Excerpts of location labeling data
□ □ □ □ □ □ □
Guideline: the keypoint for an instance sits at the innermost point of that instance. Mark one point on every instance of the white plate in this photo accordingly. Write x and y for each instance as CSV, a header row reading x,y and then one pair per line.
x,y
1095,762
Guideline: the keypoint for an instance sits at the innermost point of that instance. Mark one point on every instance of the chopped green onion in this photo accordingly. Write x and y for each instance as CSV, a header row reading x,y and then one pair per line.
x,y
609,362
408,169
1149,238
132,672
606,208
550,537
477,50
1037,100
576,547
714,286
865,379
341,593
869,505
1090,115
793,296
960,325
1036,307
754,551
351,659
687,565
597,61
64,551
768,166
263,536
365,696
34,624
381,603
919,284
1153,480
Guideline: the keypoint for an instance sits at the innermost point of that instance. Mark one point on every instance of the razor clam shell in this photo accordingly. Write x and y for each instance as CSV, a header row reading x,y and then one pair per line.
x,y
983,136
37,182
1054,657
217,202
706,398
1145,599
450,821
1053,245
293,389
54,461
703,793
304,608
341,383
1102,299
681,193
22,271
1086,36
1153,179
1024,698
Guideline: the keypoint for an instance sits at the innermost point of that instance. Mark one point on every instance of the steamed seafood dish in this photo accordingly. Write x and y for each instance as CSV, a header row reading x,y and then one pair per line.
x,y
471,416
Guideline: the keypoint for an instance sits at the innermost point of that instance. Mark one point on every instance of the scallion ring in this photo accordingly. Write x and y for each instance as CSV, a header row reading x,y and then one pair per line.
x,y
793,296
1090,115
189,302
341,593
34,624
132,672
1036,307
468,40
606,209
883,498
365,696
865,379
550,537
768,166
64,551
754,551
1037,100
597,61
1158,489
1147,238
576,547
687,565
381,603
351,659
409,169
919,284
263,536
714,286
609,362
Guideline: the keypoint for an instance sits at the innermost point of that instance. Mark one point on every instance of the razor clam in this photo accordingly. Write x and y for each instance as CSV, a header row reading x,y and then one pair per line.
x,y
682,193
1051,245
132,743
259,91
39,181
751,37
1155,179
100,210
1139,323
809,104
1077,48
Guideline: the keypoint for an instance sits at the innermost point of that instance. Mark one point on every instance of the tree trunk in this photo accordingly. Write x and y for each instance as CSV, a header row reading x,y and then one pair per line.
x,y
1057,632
□ □ □ □ □ □ □
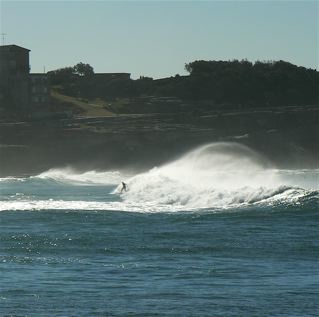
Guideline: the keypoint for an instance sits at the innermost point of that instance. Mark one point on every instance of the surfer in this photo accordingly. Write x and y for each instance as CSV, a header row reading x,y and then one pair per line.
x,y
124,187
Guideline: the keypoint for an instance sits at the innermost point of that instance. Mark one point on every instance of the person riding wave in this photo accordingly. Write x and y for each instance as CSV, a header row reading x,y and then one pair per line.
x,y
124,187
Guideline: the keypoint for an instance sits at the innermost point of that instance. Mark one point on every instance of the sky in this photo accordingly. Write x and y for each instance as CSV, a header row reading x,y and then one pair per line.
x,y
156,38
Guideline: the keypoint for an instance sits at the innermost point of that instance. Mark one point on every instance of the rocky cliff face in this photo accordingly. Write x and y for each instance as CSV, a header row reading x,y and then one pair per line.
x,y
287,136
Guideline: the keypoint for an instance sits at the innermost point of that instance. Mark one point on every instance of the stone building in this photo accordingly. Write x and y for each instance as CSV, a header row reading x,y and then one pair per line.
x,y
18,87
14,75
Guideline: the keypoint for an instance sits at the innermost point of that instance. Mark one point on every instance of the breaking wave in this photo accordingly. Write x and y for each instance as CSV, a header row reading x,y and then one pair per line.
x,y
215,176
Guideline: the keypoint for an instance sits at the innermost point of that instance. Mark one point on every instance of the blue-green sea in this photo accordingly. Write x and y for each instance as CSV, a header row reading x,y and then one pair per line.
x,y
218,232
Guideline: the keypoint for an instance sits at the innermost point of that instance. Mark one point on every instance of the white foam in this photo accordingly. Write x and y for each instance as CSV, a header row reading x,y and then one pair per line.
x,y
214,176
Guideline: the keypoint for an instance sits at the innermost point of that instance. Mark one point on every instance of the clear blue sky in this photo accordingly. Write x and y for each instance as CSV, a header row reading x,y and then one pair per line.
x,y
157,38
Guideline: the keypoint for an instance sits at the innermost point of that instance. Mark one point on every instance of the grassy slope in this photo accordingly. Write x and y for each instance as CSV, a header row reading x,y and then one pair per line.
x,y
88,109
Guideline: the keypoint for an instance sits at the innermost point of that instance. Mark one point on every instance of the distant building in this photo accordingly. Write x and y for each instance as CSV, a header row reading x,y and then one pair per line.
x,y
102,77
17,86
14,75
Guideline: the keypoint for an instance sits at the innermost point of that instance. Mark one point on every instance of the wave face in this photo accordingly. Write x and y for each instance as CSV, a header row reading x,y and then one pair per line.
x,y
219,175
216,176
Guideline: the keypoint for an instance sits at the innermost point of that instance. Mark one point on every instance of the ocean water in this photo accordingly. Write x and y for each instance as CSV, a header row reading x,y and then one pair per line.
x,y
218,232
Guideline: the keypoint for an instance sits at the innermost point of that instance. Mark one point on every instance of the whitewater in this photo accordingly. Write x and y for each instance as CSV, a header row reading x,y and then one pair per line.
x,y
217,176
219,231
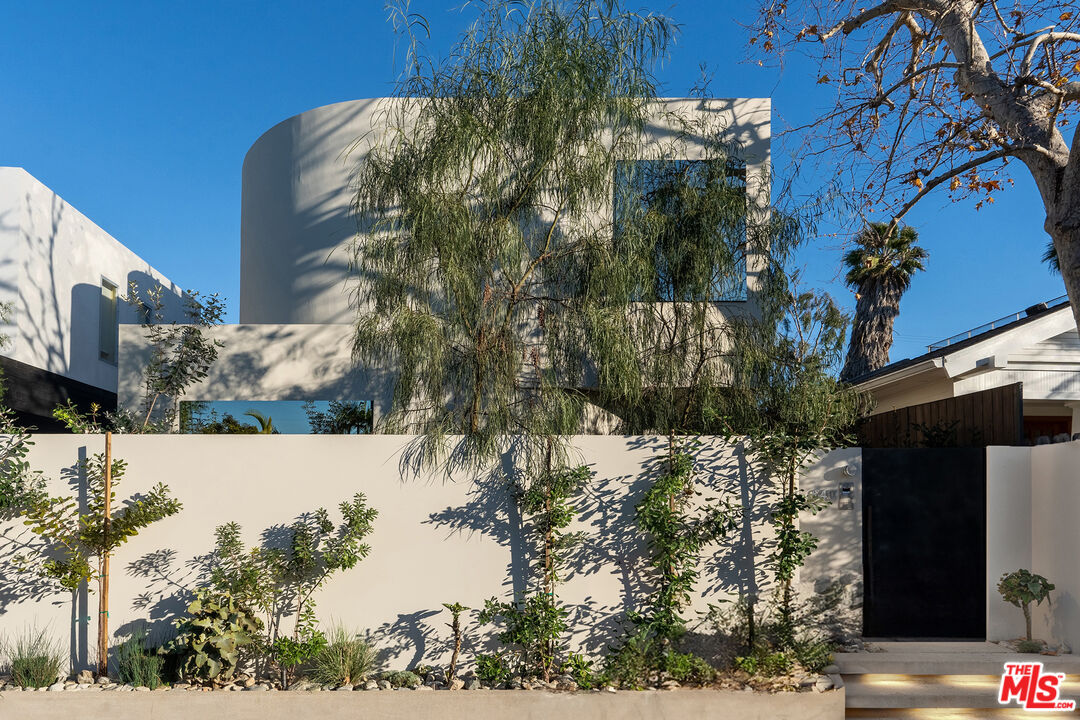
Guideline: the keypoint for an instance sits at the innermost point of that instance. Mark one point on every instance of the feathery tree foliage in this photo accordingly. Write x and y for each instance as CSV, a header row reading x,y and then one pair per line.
□ □ □ □ □ □ □
▸ SET TASK
Show every line of the data above that contains the string "razor", copying each line in full. Matching is case-sensitive.

▸ OUTPUT OF THE TASK
Guideline: the keypoint for an instance sits at the innermost point of that instance. Mark one point on every instance of the razor clam shell in this photo accordingly. Write x and y for each instance as CSV, a header row reading x,y and then one pair per line.
Guideline: the keypoint for an instance sits at the innermost point of that instance. Mark one point on every instance of the razor clam in this photo accordingly. Write x and y for each instance as CSV, a header row reading x,y and then one pair per line.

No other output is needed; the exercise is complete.